Among the entries below, determine how many lines contain the word "porch" and state only that figure.

(Data items)
● ● ● ●

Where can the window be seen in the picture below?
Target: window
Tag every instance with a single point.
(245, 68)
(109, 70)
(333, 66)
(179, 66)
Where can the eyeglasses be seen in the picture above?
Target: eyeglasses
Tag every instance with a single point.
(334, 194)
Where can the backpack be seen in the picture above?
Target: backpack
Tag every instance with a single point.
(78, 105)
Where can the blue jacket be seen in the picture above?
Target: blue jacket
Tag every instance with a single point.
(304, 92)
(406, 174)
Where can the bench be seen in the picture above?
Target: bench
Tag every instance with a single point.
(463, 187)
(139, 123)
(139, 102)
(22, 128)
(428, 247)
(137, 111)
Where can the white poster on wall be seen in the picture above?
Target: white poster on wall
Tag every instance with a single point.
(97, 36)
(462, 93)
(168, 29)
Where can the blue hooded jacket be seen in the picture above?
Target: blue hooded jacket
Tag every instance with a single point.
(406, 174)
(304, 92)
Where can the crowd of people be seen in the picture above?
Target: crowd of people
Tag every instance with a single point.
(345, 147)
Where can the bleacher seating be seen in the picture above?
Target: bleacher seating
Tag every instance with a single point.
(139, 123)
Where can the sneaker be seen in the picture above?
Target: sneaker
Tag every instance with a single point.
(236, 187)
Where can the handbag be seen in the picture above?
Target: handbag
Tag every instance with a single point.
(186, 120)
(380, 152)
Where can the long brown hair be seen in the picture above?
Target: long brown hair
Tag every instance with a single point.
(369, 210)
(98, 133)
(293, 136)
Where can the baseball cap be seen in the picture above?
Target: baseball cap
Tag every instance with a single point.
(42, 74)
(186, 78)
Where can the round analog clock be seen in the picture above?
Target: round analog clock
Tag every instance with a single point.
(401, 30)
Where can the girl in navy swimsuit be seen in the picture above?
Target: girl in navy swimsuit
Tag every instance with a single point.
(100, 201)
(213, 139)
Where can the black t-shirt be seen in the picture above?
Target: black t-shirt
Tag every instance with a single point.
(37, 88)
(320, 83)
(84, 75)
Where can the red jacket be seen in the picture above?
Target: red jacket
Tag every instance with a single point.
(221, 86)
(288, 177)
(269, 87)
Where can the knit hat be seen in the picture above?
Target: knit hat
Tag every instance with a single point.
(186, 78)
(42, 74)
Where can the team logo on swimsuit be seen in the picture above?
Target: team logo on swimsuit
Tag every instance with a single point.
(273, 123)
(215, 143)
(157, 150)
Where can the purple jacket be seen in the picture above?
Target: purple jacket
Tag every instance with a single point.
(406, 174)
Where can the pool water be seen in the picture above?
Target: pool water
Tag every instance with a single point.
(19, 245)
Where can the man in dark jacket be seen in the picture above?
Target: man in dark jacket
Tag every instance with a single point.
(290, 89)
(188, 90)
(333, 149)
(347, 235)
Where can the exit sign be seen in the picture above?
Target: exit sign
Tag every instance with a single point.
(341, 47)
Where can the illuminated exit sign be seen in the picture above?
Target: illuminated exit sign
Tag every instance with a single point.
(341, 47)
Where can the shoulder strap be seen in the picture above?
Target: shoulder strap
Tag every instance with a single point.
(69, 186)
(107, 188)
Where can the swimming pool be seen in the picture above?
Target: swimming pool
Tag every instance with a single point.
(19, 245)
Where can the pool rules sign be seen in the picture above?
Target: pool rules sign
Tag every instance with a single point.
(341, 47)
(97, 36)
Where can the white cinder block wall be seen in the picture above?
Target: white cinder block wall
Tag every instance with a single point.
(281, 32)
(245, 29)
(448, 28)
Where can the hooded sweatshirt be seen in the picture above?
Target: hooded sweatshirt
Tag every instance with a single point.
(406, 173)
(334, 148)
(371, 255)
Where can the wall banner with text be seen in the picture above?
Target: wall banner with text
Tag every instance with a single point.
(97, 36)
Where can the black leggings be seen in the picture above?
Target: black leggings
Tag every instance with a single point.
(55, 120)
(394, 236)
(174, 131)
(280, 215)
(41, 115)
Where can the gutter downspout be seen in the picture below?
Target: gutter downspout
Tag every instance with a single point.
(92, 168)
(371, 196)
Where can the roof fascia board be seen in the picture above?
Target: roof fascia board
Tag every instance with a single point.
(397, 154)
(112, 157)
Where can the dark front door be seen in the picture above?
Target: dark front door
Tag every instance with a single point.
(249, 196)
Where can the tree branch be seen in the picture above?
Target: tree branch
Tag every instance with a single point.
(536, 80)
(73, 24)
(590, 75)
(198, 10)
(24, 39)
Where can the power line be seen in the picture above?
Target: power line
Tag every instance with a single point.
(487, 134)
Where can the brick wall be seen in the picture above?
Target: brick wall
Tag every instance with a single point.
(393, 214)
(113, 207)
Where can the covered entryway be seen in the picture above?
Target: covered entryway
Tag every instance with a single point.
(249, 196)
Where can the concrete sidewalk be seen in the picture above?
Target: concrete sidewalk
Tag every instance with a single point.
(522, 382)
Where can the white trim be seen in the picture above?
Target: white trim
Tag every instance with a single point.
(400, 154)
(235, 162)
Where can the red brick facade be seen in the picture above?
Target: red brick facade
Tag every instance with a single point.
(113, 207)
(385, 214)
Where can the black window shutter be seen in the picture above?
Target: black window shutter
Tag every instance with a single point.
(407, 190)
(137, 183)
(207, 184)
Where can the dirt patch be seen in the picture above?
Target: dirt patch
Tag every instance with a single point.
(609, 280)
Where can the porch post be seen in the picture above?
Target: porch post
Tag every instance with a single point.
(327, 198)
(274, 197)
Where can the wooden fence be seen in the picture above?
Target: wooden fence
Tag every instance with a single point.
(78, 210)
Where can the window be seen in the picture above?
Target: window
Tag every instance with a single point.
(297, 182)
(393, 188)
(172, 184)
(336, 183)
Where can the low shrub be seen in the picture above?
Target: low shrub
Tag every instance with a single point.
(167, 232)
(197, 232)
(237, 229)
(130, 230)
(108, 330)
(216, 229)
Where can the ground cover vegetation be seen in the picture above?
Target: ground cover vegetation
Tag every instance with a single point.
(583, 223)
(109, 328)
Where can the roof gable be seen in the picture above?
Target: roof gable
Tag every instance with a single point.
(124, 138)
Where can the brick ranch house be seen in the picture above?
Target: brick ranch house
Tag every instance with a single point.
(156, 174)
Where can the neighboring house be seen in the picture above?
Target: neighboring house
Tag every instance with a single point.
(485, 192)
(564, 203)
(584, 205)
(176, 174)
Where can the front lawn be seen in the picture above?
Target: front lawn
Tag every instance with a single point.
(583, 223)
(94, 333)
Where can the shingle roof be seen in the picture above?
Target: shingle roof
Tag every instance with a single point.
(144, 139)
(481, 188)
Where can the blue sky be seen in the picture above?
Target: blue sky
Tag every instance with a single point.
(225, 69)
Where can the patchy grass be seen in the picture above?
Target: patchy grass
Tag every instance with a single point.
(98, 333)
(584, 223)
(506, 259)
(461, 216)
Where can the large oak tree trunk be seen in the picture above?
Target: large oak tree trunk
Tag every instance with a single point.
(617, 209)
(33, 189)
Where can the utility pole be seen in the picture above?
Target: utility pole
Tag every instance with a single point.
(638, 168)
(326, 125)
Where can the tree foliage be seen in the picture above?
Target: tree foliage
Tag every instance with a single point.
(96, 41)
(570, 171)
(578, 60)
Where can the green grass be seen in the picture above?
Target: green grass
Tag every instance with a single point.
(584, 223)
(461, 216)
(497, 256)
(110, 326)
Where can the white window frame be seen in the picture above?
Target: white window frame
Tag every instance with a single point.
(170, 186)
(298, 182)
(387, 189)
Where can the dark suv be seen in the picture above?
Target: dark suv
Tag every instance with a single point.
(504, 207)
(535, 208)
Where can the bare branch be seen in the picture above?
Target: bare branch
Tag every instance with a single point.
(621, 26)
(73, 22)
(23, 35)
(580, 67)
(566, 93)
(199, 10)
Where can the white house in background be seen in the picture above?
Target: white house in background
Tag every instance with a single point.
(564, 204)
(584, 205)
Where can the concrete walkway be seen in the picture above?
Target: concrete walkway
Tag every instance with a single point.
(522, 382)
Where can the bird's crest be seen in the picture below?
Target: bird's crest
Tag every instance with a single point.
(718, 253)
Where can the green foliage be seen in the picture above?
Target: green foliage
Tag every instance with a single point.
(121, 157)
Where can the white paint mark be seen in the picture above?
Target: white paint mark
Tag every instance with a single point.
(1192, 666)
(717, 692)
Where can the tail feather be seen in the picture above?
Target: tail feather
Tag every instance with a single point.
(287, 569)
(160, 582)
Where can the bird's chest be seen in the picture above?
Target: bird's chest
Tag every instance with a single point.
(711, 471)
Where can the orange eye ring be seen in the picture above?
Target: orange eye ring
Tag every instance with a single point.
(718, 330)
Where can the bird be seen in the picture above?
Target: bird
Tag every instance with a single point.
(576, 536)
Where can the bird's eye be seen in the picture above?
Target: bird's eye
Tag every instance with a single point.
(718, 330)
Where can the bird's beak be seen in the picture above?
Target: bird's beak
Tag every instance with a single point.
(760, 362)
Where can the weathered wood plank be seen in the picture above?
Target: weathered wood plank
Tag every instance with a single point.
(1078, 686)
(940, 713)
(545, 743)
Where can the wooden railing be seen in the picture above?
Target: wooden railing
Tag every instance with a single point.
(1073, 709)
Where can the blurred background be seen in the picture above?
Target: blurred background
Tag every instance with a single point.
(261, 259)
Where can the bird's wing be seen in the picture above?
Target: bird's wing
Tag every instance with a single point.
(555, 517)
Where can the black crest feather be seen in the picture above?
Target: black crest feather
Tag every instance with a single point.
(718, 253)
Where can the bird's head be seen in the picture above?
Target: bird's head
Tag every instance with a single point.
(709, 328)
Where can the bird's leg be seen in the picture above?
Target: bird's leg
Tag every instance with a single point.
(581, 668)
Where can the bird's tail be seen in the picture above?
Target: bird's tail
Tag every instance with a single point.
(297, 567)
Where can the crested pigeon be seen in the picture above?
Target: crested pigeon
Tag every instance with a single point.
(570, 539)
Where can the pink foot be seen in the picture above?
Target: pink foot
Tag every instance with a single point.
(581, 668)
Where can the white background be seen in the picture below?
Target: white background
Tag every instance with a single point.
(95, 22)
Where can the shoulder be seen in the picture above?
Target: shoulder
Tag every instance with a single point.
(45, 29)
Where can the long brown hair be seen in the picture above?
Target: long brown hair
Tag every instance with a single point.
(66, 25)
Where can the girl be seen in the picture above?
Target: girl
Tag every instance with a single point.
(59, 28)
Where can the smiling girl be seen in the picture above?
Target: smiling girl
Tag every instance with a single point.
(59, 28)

● ● ● ●

RESULT FOR THIS EXERCISE: 2